→ **INFORMATION SUPPLIED**
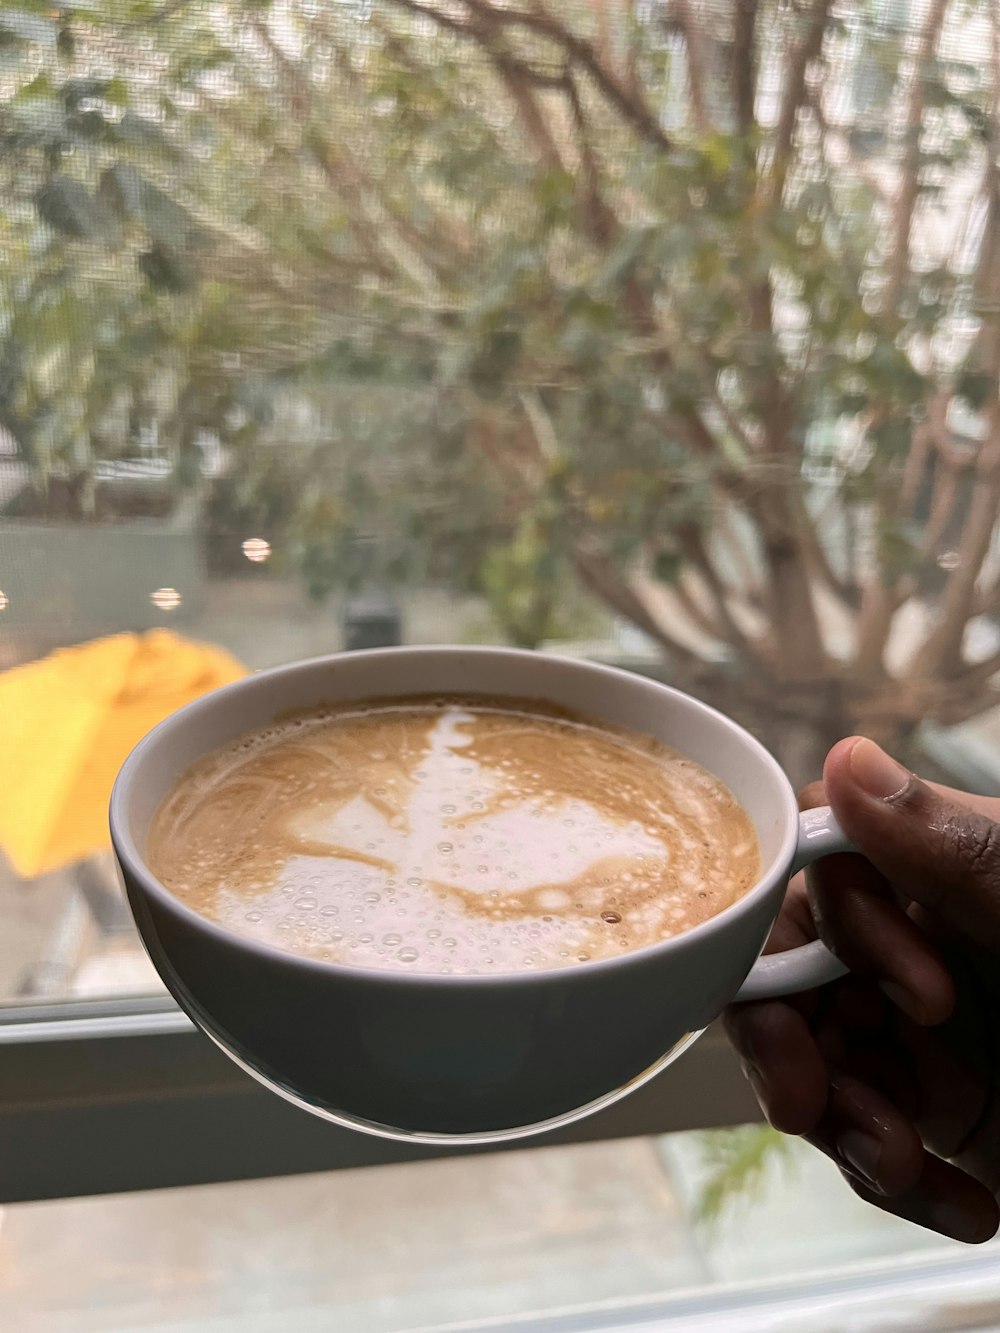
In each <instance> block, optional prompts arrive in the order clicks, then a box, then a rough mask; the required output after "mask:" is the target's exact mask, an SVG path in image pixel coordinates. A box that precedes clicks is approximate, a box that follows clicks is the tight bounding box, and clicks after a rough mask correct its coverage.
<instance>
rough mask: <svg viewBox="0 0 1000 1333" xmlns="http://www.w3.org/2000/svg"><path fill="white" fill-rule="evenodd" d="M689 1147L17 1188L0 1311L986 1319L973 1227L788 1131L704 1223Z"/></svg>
mask: <svg viewBox="0 0 1000 1333" xmlns="http://www.w3.org/2000/svg"><path fill="white" fill-rule="evenodd" d="M744 1146H745V1145H744ZM705 1158H707V1145H705V1136H691V1134H679V1136H672V1137H669V1138H661V1140H655V1138H648V1140H629V1141H617V1142H607V1144H592V1145H588V1146H571V1148H541V1149H532V1150H519V1152H511V1153H499V1154H489V1156H485V1157H473V1158H453V1160H451V1161H435V1162H420V1164H411V1165H404V1166H380V1168H377V1169H364V1170H343V1172H335V1173H329V1174H316V1176H299V1177H289V1178H283V1180H269V1181H252V1182H243V1184H237V1185H208V1186H200V1188H196V1189H172V1190H159V1192H152V1193H136V1194H117V1196H107V1197H97V1198H83V1200H73V1201H65V1202H43V1204H17V1205H13V1206H9V1208H5V1209H4V1210H3V1229H1V1230H0V1314H3V1316H4V1317H5V1320H7V1322H8V1324H9V1326H11V1328H17V1329H25V1330H31V1333H115V1330H125V1329H128V1330H129V1333H140V1330H143V1333H145V1330H149V1333H153V1330H159V1333H167V1330H169V1333H196V1330H197V1333H201V1330H204V1329H208V1328H211V1329H212V1330H213V1333H216V1330H217V1333H228V1330H231V1329H232V1330H236V1329H240V1328H243V1329H245V1328H251V1329H253V1333H279V1330H280V1333H285V1330H288V1333H309V1330H320V1329H329V1328H337V1329H345V1330H347V1329H349V1330H351V1333H403V1330H417V1329H423V1330H431V1329H453V1330H459V1329H463V1330H464V1329H472V1328H483V1326H485V1325H488V1326H489V1328H497V1329H505V1328H517V1329H521V1330H528V1329H531V1330H543V1329H551V1330H552V1333H569V1330H579V1329H588V1330H605V1329H607V1330H611V1329H616V1328H625V1326H627V1328H632V1329H636V1328H639V1329H643V1330H649V1333H652V1330H653V1329H656V1330H663V1329H673V1328H683V1329H685V1330H691V1329H699V1330H705V1333H707V1330H716V1333H717V1330H719V1329H727V1333H728V1330H735V1333H761V1330H763V1329H768V1330H775V1333H793V1330H801V1329H804V1328H817V1326H823V1328H831V1329H847V1328H864V1329H865V1330H867V1333H879V1330H883V1329H885V1330H889V1329H893V1330H895V1329H900V1328H911V1329H916V1328H919V1329H920V1330H921V1333H932V1330H935V1329H955V1328H963V1329H977V1328H983V1329H987V1328H995V1326H996V1324H995V1320H993V1316H995V1313H996V1309H997V1301H1000V1268H999V1266H997V1264H996V1257H997V1245H996V1242H993V1244H991V1245H989V1246H988V1248H987V1249H984V1250H983V1249H980V1250H971V1249H968V1248H961V1246H957V1245H953V1244H951V1242H945V1241H941V1238H940V1237H933V1236H928V1233H925V1232H919V1230H917V1229H915V1228H912V1226H909V1225H908V1224H905V1222H899V1221H896V1220H893V1218H888V1217H885V1214H881V1213H877V1212H875V1209H869V1208H867V1206H865V1205H863V1204H861V1202H860V1201H859V1200H857V1198H855V1196H853V1194H851V1192H849V1190H848V1189H847V1188H845V1186H844V1184H843V1181H841V1180H840V1177H839V1176H837V1172H836V1170H835V1169H833V1168H832V1166H831V1164H829V1162H827V1161H825V1158H821V1157H820V1156H819V1154H817V1153H813V1152H811V1150H809V1149H807V1148H805V1146H804V1145H801V1144H799V1142H795V1145H793V1146H792V1148H789V1149H788V1150H785V1152H783V1153H781V1154H780V1156H779V1157H777V1158H768V1157H767V1154H765V1157H764V1164H763V1169H761V1172H760V1173H759V1174H757V1176H756V1177H755V1180H753V1181H752V1182H747V1181H743V1182H740V1181H739V1178H737V1180H736V1181H735V1182H733V1188H732V1190H731V1194H729V1202H728V1205H727V1208H725V1210H724V1212H723V1214H721V1216H720V1217H717V1220H716V1221H715V1222H713V1224H711V1225H707V1224H704V1222H700V1221H699V1220H697V1209H699V1202H700V1200H701V1198H703V1197H704V1186H705ZM991 1312H992V1313H991ZM480 1321H484V1322H480ZM493 1321H496V1322H493ZM675 1321H676V1322H675Z"/></svg>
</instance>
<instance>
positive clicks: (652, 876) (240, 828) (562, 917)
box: [148, 696, 760, 974]
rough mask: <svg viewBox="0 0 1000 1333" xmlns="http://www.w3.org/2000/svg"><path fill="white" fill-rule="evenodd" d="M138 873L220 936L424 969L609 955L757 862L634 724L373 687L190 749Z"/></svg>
mask: <svg viewBox="0 0 1000 1333" xmlns="http://www.w3.org/2000/svg"><path fill="white" fill-rule="evenodd" d="M148 856H149V865H151V868H152V870H153V873H155V874H156V876H157V877H159V878H160V880H161V881H163V884H165V885H167V888H168V889H171V892H172V893H175V894H176V896H177V897H179V898H180V900H181V901H184V902H187V904H188V905H189V906H192V908H195V910H197V912H200V913H203V914H204V916H207V917H209V918H211V920H215V921H217V922H219V924H220V925H223V926H225V928H227V929H231V930H235V932H237V933H240V934H244V936H248V937H251V938H253V940H257V941H260V942H264V944H269V945H273V946H277V948H283V949H288V950H291V952H293V953H299V954H304V956H307V957H313V958H320V960H325V961H331V962H339V964H348V965H355V966H365V968H380V969H389V970H404V972H425V973H439V974H449V973H456V974H480V973H504V972H507V973H509V972H521V970H535V969H547V968H563V966H571V965H579V964H584V962H589V961H591V960H600V958H613V957H617V956H620V954H621V953H624V952H628V950H632V949H643V948H647V946H648V945H653V944H657V942H660V941H663V940H667V938H671V937H672V936H676V934H679V933H680V932H683V930H687V929H689V928H691V926H695V925H699V924H701V922H703V921H705V920H708V918H709V917H712V916H715V914H716V913H717V912H720V910H723V909H724V908H727V906H729V905H732V902H735V901H736V900H737V898H739V897H740V896H741V894H743V893H745V892H747V889H749V888H751V886H752V885H753V884H755V882H756V880H757V878H759V874H760V848H759V842H757V836H756V832H755V829H753V825H752V822H751V818H749V816H748V814H747V812H745V810H744V809H743V808H741V806H740V805H739V804H737V802H736V800H735V798H733V796H732V794H731V793H729V792H728V790H727V788H725V786H724V785H723V782H721V781H719V780H717V778H716V777H713V776H712V774H711V773H708V772H707V770H705V769H704V768H701V766H700V765H699V764H696V762H693V761H692V760H689V758H685V757H684V756H683V754H679V753H677V752H676V750H673V749H671V748H668V746H667V745H664V744H663V742H660V741H657V740H655V738H653V737H651V736H643V734H640V733H637V732H632V730H628V729H625V728H620V726H611V725H608V724H604V722H600V721H597V720H595V718H589V717H587V716H581V714H576V713H572V712H569V710H563V709H556V708H553V706H551V705H545V704H544V702H541V701H533V700H512V698H492V700H491V698H484V697H475V696H451V697H415V698H404V700H399V698H388V700H371V701H361V702H355V704H351V705H349V706H333V708H321V709H315V710H309V712H305V713H297V714H295V716H291V717H287V718H284V720H280V721H276V722H272V724H271V725H268V726H265V728H263V729H260V730H257V732H253V733H251V734H248V736H243V737H240V738H237V740H235V741H232V742H231V744H228V745H225V746H223V748H221V749H219V750H216V752H215V753H212V754H209V756H207V757H204V758H201V760H200V761H199V762H197V764H195V765H193V766H192V768H189V769H188V770H187V772H185V773H184V774H183V776H181V778H180V781H179V782H177V784H176V785H175V788H173V790H172V792H171V794H169V796H168V797H167V800H165V801H164V802H163V805H161V806H160V809H159V810H157V813H156V817H155V818H153V822H152V828H151V834H149V842H148Z"/></svg>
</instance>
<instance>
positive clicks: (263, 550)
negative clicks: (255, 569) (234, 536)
mask: <svg viewBox="0 0 1000 1333" xmlns="http://www.w3.org/2000/svg"><path fill="white" fill-rule="evenodd" d="M243 553H244V556H245V557H247V559H248V560H249V561H251V564H255V565H263V564H264V561H265V560H269V559H271V543H269V541H264V539H263V537H247V540H245V541H244V544H243Z"/></svg>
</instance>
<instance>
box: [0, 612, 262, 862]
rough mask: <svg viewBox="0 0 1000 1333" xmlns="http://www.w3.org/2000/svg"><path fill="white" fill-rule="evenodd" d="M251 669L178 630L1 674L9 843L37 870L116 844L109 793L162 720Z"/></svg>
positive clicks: (132, 640) (69, 859)
mask: <svg viewBox="0 0 1000 1333" xmlns="http://www.w3.org/2000/svg"><path fill="white" fill-rule="evenodd" d="M245 674H247V668H245V667H243V665H241V664H240V663H237V661H236V659H235V657H231V656H229V653H227V652H224V651H223V649H221V648H212V647H211V645H208V644H196V643H192V641H191V640H185V639H180V637H179V636H177V635H175V633H172V632H171V631H168V629H151V631H149V632H148V633H144V635H113V636H111V637H109V639H96V640H93V641H92V643H89V644H81V645H80V647H76V648H64V649H60V651H59V652H55V653H52V655H51V656H49V657H43V659H41V660H40V661H36V663H29V664H28V665H27V667H16V668H13V669H12V670H7V672H4V673H1V674H0V846H1V848H3V849H4V852H5V853H7V856H8V858H9V861H11V864H12V865H13V869H15V870H16V872H17V874H20V876H23V877H25V878H28V877H33V876H36V874H44V873H47V872H49V870H56V869H59V868H60V866H64V865H69V864H71V862H73V861H79V860H81V858H83V857H87V856H92V854H93V853H95V852H100V850H104V849H105V848H107V846H108V845H109V838H108V797H109V796H111V788H112V785H113V782H115V776H116V774H117V770H119V768H120V766H121V764H123V762H124V760H125V757H127V754H128V753H129V750H131V749H132V748H133V746H135V745H136V742H137V741H140V740H141V738H143V736H145V733H147V732H148V730H151V729H152V728H153V726H155V725H156V724H157V722H159V721H161V720H163V718H164V717H167V716H168V714H169V713H172V712H175V709H177V708H180V706H181V705H183V704H188V702H191V700H192V698H197V697H199V694H204V693H205V692H207V690H209V689H216V688H217V686H219V685H225V684H228V682H229V681H233V680H239V677H240V676H245Z"/></svg>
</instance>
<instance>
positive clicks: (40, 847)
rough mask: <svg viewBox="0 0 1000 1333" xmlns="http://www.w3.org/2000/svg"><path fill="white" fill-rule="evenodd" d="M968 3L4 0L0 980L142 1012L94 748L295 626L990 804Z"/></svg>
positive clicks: (0, 640) (324, 647) (996, 10)
mask: <svg viewBox="0 0 1000 1333" xmlns="http://www.w3.org/2000/svg"><path fill="white" fill-rule="evenodd" d="M755 15H756V19H755V17H752V16H755ZM997 23H1000V19H999V17H997V8H996V5H995V4H993V3H992V0H969V3H968V4H964V5H963V7H949V5H941V4H923V3H917V0H913V3H912V4H911V3H907V0H892V3H888V0H887V3H869V4H865V5H859V7H848V9H847V11H845V12H844V13H841V11H840V9H836V8H831V7H827V5H821V7H819V8H817V9H816V11H815V17H812V19H807V17H804V16H803V13H800V9H799V7H796V5H760V7H747V5H737V7H735V8H733V9H732V13H731V11H729V8H728V7H727V5H724V4H720V3H716V0H692V3H691V4H687V5H684V7H679V8H677V13H676V15H673V16H672V17H671V20H669V23H664V21H663V16H661V13H660V8H659V7H657V5H648V4H645V3H636V4H631V5H612V7H608V5H604V4H595V5H591V4H583V3H581V0H555V3H553V4H551V5H548V7H547V8H545V13H544V15H543V13H541V11H539V12H537V13H536V12H535V11H532V9H524V11H523V12H521V11H517V17H516V21H513V11H509V9H508V8H507V7H504V5H501V4H500V3H499V0H469V3H468V4H465V5H457V7H452V5H443V7H439V8H435V5H413V4H409V3H407V0H389V3H387V4H384V5H377V7H372V5H368V4H364V3H356V4H355V3H352V4H339V5H320V4H316V3H313V0H287V3H283V4H273V5H268V4H264V5H255V7H253V8H252V9H251V11H247V9H245V8H244V7H241V5H235V4H233V5H231V4H227V3H225V0H223V3H212V4H209V3H200V0H193V3H188V4H171V3H165V4H164V5H161V7H160V8H159V9H157V8H156V7H155V5H151V4H148V3H147V0H109V3H107V4H103V5H100V7H96V8H95V7H91V8H80V9H77V8H75V7H72V5H69V7H59V8H52V7H49V5H44V4H35V3H33V0H25V4H24V5H21V7H20V8H16V9H11V11H9V13H7V12H5V13H4V15H3V16H0V91H1V93H3V113H1V117H0V199H1V200H3V204H1V205H0V280H1V281H3V304H1V305H0V668H5V672H4V677H5V678H4V677H0V690H5V693H4V694H3V708H0V726H3V730H1V732H0V746H1V749H0V757H1V758H3V761H4V764H5V768H7V770H8V772H9V773H12V774H15V776H16V780H15V781H12V782H8V784H7V788H5V794H4V798H3V801H0V844H1V845H3V848H4V852H5V858H4V861H3V862H1V865H0V913H1V914H3V921H4V930H3V942H1V944H0V998H4V1000H12V998H19V997H20V998H24V997H32V996H73V994H100V993H109V992H123V990H124V992H141V990H147V989H149V988H153V986H155V985H156V981H155V978H153V974H152V972H151V969H149V968H148V965H147V964H145V961H144V958H143V956H141V954H140V953H139V950H137V948H136V945H135V941H133V938H132V936H131V934H129V932H128V920H127V916H125V912H124V908H123V904H121V900H120V897H119V894H117V889H116V886H115V882H113V876H112V873H111V870H109V866H108V861H107V854H105V845H104V838H105V834H104V825H103V801H104V796H105V794H107V786H108V784H109V781H111V774H112V773H113V770H115V766H116V764H117V761H119V760H120V757H121V754H123V753H124V750H125V749H127V748H128V742H129V741H131V740H133V738H136V737H137V734H139V733H140V732H141V730H143V729H144V726H145V725H148V724H151V722H152V721H155V720H156V717H159V716H161V714H163V713H164V712H167V710H169V708H171V706H173V704H176V702H177V700H179V698H180V697H188V696H191V694H193V693H196V692H197V690H200V689H204V688H208V686H209V685H211V684H213V682H217V681H219V680H221V678H228V676H229V674H232V673H236V672H239V670H244V669H253V668H257V667H263V665H268V664H272V663H280V661H284V660H289V659H293V657H299V656H304V655H312V653H317V652H325V651H328V649H333V648H340V647H348V648H351V647H361V645H364V644H375V643H393V641H397V640H404V641H407V643H417V641H504V643H513V644H519V645H524V647H531V648H553V649H557V651H560V652H568V653H588V655H593V656H600V657H605V659H609V660H616V661H624V663H627V664H631V665H637V667H641V668H643V669H648V670H653V672H656V673H659V674H661V676H663V677H664V678H668V680H671V681H673V682H676V684H679V685H681V686H685V688H689V689H692V690H695V692H696V693H699V694H701V696H704V697H707V698H708V700H711V701H712V702H715V704H719V705H720V706H723V708H724V709H728V710H731V712H733V713H735V714H736V716H737V717H740V718H741V720H743V721H745V722H747V724H748V725H751V726H752V728H753V729H756V730H757V732H759V733H760V734H761V736H763V738H764V740H765V741H767V744H768V745H771V746H772V748H773V749H775V750H776V752H777V753H779V754H780V757H781V758H783V761H784V762H785V765H787V768H788V770H789V773H791V776H792V777H793V780H795V781H796V782H803V781H807V780H809V778H812V777H815V776H816V774H817V772H819V766H820V762H821V758H823V756H824V753H825V750H827V748H828V745H829V744H831V742H832V741H833V740H836V738H837V737H840V736H843V734H845V733H849V732H855V730H861V732H868V733H872V734H875V736H877V737H879V738H880V740H883V741H884V742H885V744H888V745H889V746H891V748H893V749H895V750H897V752H899V753H900V754H903V756H904V757H905V758H908V760H909V761H911V762H913V764H916V765H919V766H920V768H923V769H924V770H927V772H929V773H932V774H937V776H943V777H951V778H952V780H953V781H955V782H957V784H959V785H976V786H979V788H981V789H997V790H1000V749H999V745H1000V724H999V722H997V709H996V701H997V693H996V681H995V677H996V668H997V667H999V665H1000V628H999V625H997V609H999V608H1000V596H999V593H1000V568H999V567H997V547H996V532H995V524H996V513H997V500H999V499H1000V491H999V489H997V488H999V487H1000V483H997V476H1000V472H999V471H997V468H996V465H995V460H993V455H995V453H996V449H997V439H996V436H997V403H996V379H997V369H999V367H1000V343H999V341H997V336H996V320H995V312H996V308H997V300H1000V292H997V283H999V281H1000V277H999V276H997V275H1000V267H999V265H997V261H996V253H997V241H996V235H997V212H996V195H995V192H991V187H989V179H991V177H989V172H988V171H987V164H988V159H989V151H991V148H989V145H991V144H992V143H993V141H995V135H996V132H997V127H996V91H995V80H996V71H995V64H996V61H995V57H993V56H992V55H991V52H995V51H996V47H997V31H996V29H997ZM164 631H167V632H169V633H171V635H177V636H181V637H183V640H184V641H185V644H187V643H193V644H199V645H201V648H200V649H199V651H193V649H192V651H191V652H192V653H193V656H191V655H188V656H187V657H185V659H184V665H183V669H181V657H180V648H181V645H179V644H177V643H176V641H175V640H172V639H164V637H163V636H161V635H163V632H164ZM123 635H128V636H135V637H132V639H120V637H113V636H123ZM108 636H112V637H111V641H108ZM151 636H152V637H151ZM157 636H159V637H157ZM81 645H88V648H89V649H91V655H87V653H84V652H79V653H76V655H75V656H68V657H65V659H64V660H61V661H60V663H57V664H56V667H55V668H52V667H51V665H47V667H44V668H43V667H39V665H37V664H39V663H40V661H43V660H44V659H45V656H47V655H48V653H51V652H52V651H53V649H60V648H81ZM175 653H176V655H177V656H175ZM44 672H51V674H48V676H45V674H44ZM164 680H167V681H169V682H171V685H172V686H173V688H164ZM39 682H43V684H39ZM45 682H47V684H45ZM127 698H128V700H131V701H132V702H133V704H135V702H136V700H139V704H140V705H141V706H136V708H132V710H131V712H129V713H128V717H127V718H124V717H123V713H124V712H127V710H125V709H124V704H123V701H124V700H127ZM88 765H89V769H88V768H87V766H88ZM85 769H87V774H85V777H87V784H88V790H89V792H91V797H92V800H91V801H89V802H87V808H84V804H83V802H81V798H80V794H79V793H80V784H81V782H83V781H84V772H85ZM25 812H29V813H31V817H29V814H28V813H25Z"/></svg>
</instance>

→ **YOUR ASSIGNMENT**
Lines holding "positive" in the material above are to be reported.

→ **ANSWER TO THIS EXERCISE**
positive clicks: (652, 876) (240, 828) (562, 917)
positive clicks: (263, 550)
positive clicks: (132, 640) (69, 859)
positive clicks: (40, 847)
positive clicks: (0, 640) (324, 647) (996, 10)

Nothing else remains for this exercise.